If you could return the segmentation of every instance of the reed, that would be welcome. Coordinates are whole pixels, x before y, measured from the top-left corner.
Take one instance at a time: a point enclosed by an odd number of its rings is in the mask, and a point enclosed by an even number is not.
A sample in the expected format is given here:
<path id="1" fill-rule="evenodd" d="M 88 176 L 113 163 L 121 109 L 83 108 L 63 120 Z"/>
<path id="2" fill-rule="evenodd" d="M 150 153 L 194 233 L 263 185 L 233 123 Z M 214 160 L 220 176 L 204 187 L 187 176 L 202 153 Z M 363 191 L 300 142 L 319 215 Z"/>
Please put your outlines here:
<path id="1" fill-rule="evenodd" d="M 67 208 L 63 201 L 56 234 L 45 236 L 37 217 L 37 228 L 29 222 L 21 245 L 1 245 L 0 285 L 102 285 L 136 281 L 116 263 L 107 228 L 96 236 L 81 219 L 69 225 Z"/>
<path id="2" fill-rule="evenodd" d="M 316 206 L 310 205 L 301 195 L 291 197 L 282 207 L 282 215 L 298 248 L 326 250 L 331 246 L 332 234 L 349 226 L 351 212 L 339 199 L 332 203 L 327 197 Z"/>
---
Pull out every line of the entries above and copy each one character for character.

## TASK ANSWER
If you could return the segmentation of every instance of the reed, that would be welcome. Coordinates are whole pixels, x before y, measured from the top-left corner.
Take one instance at a time: a point enclosed by an odd number of its rings is in the mask, and a point enclosed by an even number is not.
A sample in the expected format is given here:
<path id="1" fill-rule="evenodd" d="M 88 176 L 113 163 L 121 109 L 83 108 L 63 120 Z"/>
<path id="2" fill-rule="evenodd" d="M 150 153 L 194 233 L 263 185 L 233 123 Z M 214 160 L 220 176 L 204 187 L 187 176 L 202 153 Z M 363 191 L 300 142 L 319 215 Z"/>
Please put your outlines here:
<path id="1" fill-rule="evenodd" d="M 67 208 L 63 201 L 56 234 L 45 236 L 37 217 L 37 228 L 29 222 L 21 245 L 1 245 L 0 285 L 102 285 L 136 281 L 116 263 L 107 228 L 96 236 L 81 219 L 69 225 Z"/>
<path id="2" fill-rule="evenodd" d="M 316 206 L 310 205 L 301 195 L 291 197 L 282 207 L 282 215 L 298 248 L 326 250 L 331 246 L 332 234 L 349 226 L 351 212 L 339 199 L 332 203 L 327 197 Z"/>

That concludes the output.